Texte fourni:
>>>>
Le jeudi 22 août 1996


Le pot, à la mode de chez nous
Pierre Foglia, La Presse

Avec tous ces hélicoptères de la SQ en rase-mottes, c'est un peu le Vietnam ces jours-ci dans les Cantons de l'Est.

Les flics cherchent des plantations de pot.

Une bière à la main, sur le patio du chalet qu'il loue à l'année près de Mansonville, Gaby suit, d'un oeil amusé, les circonvolutions de l'hélicoptère de la SQ, au-dessus de la montagne voisine :
- Il est juste au-dessus de mes plantations, ce con...
- Inquiet ?
- Bof, c'est prévu dans les frais. Pour récolter 600 plants, il faut en planter 1000. La police en détruit 200. Et les voleurs t'en piquent 200. Les voleurs m'écoeurent pas mal plus que la police, si tu veux mon avis.

Fausse, la rumeur des photos satellites qui permettent de détecter les 12 plants cachés au milieu d'un champ de blé d'Inde.
<<<<
Exercices à faire:
1. Relevez tous les noms de lieux géographiques mentionnés dans l'article sur les plantations de pot.
2. Présentez sous forme de liste numérotée toutes les lignes des enregistrements, depuis celle qui contient "Does the image above contain any orange" jusqu'à la fin des enregistrements, sans les lignes vides.

[Enregistrements de boîtes étiquetées]
>>>>
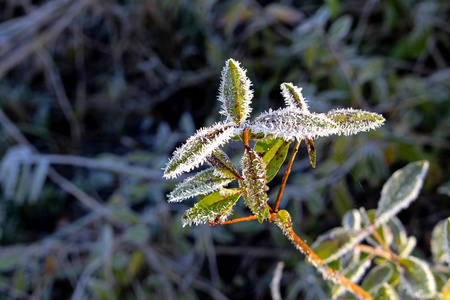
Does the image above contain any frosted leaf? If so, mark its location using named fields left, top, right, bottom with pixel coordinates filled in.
left=361, top=263, right=394, bottom=294
left=207, top=149, right=241, bottom=178
left=167, top=168, right=235, bottom=202
left=241, top=148, right=269, bottom=223
left=218, top=58, right=253, bottom=125
left=250, top=107, right=338, bottom=140
left=280, top=82, right=309, bottom=113
left=164, top=123, right=235, bottom=178
left=431, top=219, right=448, bottom=264
left=182, top=189, right=242, bottom=227
left=375, top=283, right=400, bottom=300
left=398, top=256, right=436, bottom=299
left=332, top=257, right=371, bottom=299
left=311, top=227, right=370, bottom=263
left=327, top=108, right=385, bottom=135
left=375, top=160, right=429, bottom=226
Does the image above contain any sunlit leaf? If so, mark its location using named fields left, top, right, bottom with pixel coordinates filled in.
left=305, top=139, right=316, bottom=168
left=326, top=108, right=385, bottom=135
left=375, top=160, right=429, bottom=225
left=263, top=139, right=291, bottom=182
left=182, top=189, right=242, bottom=226
left=398, top=256, right=436, bottom=299
left=241, top=148, right=269, bottom=223
left=219, top=58, right=253, bottom=125
left=207, top=149, right=241, bottom=178
left=361, top=263, right=394, bottom=294
left=375, top=283, right=400, bottom=300
left=311, top=227, right=369, bottom=263
left=164, top=123, right=235, bottom=178
left=168, top=168, right=235, bottom=202
left=250, top=107, right=337, bottom=140
left=281, top=82, right=309, bottom=113
left=332, top=257, right=371, bottom=299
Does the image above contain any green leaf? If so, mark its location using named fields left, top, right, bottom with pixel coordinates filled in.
left=219, top=58, right=253, bottom=125
left=332, top=257, right=371, bottom=299
left=168, top=168, right=235, bottom=202
left=182, top=189, right=242, bottom=227
left=375, top=283, right=400, bottom=300
left=444, top=218, right=450, bottom=263
left=241, top=148, right=270, bottom=223
left=327, top=108, right=386, bottom=135
left=280, top=82, right=309, bottom=113
left=164, top=123, right=235, bottom=179
left=305, top=139, right=316, bottom=168
left=207, top=149, right=241, bottom=178
left=250, top=107, right=337, bottom=141
left=375, top=160, right=429, bottom=225
left=398, top=256, right=436, bottom=299
left=275, top=209, right=292, bottom=232
left=328, top=15, right=353, bottom=41
left=263, top=139, right=291, bottom=182
left=361, top=263, right=394, bottom=294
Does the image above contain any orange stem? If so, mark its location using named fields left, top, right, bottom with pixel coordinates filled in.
left=273, top=140, right=302, bottom=212
left=282, top=227, right=372, bottom=300
left=209, top=215, right=258, bottom=226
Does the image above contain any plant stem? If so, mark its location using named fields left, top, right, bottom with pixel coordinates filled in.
left=242, top=129, right=250, bottom=149
left=277, top=224, right=372, bottom=300
left=209, top=215, right=258, bottom=226
left=273, top=140, right=302, bottom=212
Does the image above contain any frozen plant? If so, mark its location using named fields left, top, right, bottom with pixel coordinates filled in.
left=164, top=59, right=448, bottom=299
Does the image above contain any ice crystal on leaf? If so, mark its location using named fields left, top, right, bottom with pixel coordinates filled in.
left=281, top=82, right=309, bottom=113
left=327, top=108, right=385, bottom=135
left=168, top=168, right=235, bottom=202
left=219, top=58, right=253, bottom=126
left=250, top=107, right=338, bottom=140
left=164, top=123, right=235, bottom=178
left=241, top=148, right=269, bottom=223
left=207, top=149, right=240, bottom=178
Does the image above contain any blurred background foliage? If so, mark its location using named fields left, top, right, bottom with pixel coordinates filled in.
<<<<
Corrigé des exercices:
1. Vietnam, Cantons de l'Est, Mansonville

2.
1. Does the image above contain any orange stem? If so, mark its location using named fields left, top, right, bottom with pixel coordinates filled in.
2. left=273, top=140, right=302, bottom=212
3. left=282, top=227, right=372, bottom=300
4. left=209, top=215, right=258, bottom=226
5. Does the image above contain any plant stem? If so, mark its location using named fields left, top, right, bottom with pixel coordinates filled in.
6. left=242, top=129, right=250, bottom=149
7. left=277, top=224, right=372, bottom=300
8. left=209, top=215, right=258, bottom=226
9. left=273, top=140, right=302, bottom=212
10. Does the image above contain any frozen plant? If so, mark its location using named fields left, top, right, bottom with pixel coordinates filled in.
11. left=164, top=59, right=448, bottom=299
12. Does the image above contain any ice crystal on leaf? If so, mark its location using named fields left, top, right, bottom with pixel coordinates filled in.
13. left=281, top=82, right=309, bottom=113
14. left=327, top=108, right=385, bottom=135
15. left=168, top=168, right=235, bottom=202
16. left=219, top=58, right=253, bottom=126
17. left=250, top=107, right=338, bottom=140
18. left=164, top=123, right=235, bottom=178
19. left=241, top=148, right=269, bottom=223
20. left=207, top=149, right=240, bottom=178
21. Does the image above contain any blurred background foliage? If so, mark its location using named fields left, top, right, bottom with pixel coordinates filled in.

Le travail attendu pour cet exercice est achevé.